**Problem to solve**
From the line bearing "the black trousers" down to the final line of the records below, give every line again exactly and add nothing.

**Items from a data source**
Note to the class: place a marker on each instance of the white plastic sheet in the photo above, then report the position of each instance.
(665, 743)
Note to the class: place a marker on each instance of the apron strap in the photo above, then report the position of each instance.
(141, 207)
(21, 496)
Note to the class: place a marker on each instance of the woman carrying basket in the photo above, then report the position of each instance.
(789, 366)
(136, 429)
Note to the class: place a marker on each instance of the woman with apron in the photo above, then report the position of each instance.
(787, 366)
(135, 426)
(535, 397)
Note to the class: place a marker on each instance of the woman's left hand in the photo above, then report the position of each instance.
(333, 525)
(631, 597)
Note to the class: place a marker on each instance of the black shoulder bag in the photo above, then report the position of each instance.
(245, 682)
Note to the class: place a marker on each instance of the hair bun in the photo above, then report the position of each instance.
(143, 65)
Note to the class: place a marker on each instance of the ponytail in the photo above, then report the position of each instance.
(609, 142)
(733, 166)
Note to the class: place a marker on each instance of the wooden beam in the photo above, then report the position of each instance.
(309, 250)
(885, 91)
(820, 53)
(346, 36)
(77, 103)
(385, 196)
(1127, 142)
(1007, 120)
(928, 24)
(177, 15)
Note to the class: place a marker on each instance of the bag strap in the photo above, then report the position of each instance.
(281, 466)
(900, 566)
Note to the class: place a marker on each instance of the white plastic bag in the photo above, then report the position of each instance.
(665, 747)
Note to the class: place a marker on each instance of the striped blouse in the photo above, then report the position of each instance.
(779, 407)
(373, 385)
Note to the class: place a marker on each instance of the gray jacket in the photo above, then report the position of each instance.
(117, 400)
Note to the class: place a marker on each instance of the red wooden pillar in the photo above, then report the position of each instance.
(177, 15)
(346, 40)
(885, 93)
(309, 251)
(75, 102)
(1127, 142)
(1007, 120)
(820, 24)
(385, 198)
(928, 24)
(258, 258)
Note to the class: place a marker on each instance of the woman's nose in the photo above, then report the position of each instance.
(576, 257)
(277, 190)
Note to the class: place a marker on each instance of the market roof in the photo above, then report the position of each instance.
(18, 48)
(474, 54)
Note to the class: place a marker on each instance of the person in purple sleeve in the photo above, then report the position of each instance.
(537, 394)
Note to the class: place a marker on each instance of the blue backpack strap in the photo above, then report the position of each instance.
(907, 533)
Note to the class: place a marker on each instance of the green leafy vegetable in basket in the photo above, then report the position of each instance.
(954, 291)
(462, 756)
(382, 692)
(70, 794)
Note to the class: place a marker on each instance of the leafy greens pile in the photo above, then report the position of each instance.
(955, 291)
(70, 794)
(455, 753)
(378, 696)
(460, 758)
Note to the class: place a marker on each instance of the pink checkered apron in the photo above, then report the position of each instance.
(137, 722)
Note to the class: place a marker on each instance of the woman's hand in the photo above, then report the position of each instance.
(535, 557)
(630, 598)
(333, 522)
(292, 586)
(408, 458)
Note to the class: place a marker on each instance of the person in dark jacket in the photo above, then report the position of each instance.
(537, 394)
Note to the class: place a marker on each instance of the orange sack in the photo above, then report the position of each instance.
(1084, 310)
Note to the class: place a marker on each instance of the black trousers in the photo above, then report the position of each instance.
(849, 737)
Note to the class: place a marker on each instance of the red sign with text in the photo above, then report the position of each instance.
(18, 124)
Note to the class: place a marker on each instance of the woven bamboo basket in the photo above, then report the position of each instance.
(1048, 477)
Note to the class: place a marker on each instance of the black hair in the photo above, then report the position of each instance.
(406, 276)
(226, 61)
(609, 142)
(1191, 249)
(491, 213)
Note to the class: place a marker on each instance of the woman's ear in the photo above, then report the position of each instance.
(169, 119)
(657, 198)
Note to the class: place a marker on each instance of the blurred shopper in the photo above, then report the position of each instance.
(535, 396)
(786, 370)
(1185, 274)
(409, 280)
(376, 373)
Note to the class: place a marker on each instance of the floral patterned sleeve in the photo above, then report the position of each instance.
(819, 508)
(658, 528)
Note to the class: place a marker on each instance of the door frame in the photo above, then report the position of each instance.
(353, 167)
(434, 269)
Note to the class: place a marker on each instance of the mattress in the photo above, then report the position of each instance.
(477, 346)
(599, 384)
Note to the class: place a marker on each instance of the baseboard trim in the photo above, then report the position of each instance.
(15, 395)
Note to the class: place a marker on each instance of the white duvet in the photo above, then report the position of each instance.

**Answer section**
Note to the class: place a marker on each instance of the black trousers in the photo above, then report the position of each instance.
(849, 737)
Note to the class: place a marker on each instance of the red sign with text in the photo above, then report the position of each instance.
(18, 124)
Note to the class: place a marker on each instance of the woven bamboo basket in the photo above, then report the position of each instance.
(1048, 477)
Note to the class: place a marker on each instance of the black hair in the photo above, then report the position of each instance.
(406, 276)
(226, 61)
(609, 142)
(1191, 249)
(491, 213)
Note to the class: place a marker on each instance of the woman's ear in the photo above, then report the position of each instance.
(169, 119)
(657, 198)
Note to the class: place a marker on each instance of the blurred shopper in the photo above, then report the position of each instance.
(535, 396)
(786, 370)
(1185, 274)
(409, 280)
(376, 373)
Note to the class: place a marker on each instance of the floral patterned sleeve in the photo above, then report the position of each instance.
(819, 508)
(658, 528)
Note to the class: place a marker on each instance of the door frame in the photo above, then report the position of each instance.
(353, 167)
(434, 269)
Note to the class: place a marker on each instance of the mattress in the photo above, then report the position of each instance.
(477, 346)
(599, 384)
Note to the class: place a marker on each instance of the baseboard trim in the photo above, then report the position of each instance.
(15, 395)
Note to the class: place a marker on each instance of the white duvet in the photo above, then report the position of each instance.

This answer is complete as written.